> **THE PROBLEM**: Identify each line below containing the string "written" and copy it.

___ EXCERPTED RECORDS ___

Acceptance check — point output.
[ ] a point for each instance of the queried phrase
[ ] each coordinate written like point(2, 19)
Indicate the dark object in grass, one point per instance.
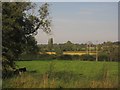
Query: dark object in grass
point(19, 71)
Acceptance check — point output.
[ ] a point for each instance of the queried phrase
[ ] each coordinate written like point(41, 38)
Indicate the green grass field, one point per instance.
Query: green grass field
point(66, 74)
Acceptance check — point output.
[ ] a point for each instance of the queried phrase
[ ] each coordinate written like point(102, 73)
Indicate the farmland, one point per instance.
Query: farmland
point(65, 74)
point(74, 52)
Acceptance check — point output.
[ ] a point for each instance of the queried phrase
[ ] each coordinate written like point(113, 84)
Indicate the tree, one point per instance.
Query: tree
point(19, 28)
point(50, 44)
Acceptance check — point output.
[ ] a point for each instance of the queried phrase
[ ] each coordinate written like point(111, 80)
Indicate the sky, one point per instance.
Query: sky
point(81, 22)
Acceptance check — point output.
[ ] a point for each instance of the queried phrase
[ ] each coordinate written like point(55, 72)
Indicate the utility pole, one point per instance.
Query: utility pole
point(96, 51)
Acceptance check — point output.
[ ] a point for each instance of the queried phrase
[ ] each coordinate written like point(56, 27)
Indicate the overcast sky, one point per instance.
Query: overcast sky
point(82, 22)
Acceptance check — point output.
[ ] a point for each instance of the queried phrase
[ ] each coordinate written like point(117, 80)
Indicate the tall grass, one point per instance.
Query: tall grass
point(68, 74)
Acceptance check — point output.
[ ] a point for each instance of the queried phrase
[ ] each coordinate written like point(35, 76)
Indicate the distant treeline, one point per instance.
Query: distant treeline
point(107, 51)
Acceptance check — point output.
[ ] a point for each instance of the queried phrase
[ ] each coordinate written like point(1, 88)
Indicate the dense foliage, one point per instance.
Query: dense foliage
point(19, 28)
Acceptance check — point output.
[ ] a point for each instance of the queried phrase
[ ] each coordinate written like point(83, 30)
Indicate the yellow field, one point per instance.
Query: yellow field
point(74, 53)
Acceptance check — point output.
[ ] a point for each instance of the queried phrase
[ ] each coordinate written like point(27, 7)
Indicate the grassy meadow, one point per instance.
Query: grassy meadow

___

> **RESULT OF THIS TASK**:
[ ] each coordinate written like point(2, 19)
[ ] each coordinate written like point(41, 38)
[ ] each coordinate written like point(102, 73)
[ ] each coordinate written like point(113, 84)
[ ] each coordinate written like point(111, 80)
[ ] each coordinate written like point(55, 72)
[ ] each coordinate written like point(56, 27)
[ ] each coordinate written like point(117, 80)
[ ] each coordinate written like point(35, 76)
[ ] each coordinate written like point(1, 88)
[ ] each coordinate written like point(83, 30)
[ ] each coordinate written like point(27, 7)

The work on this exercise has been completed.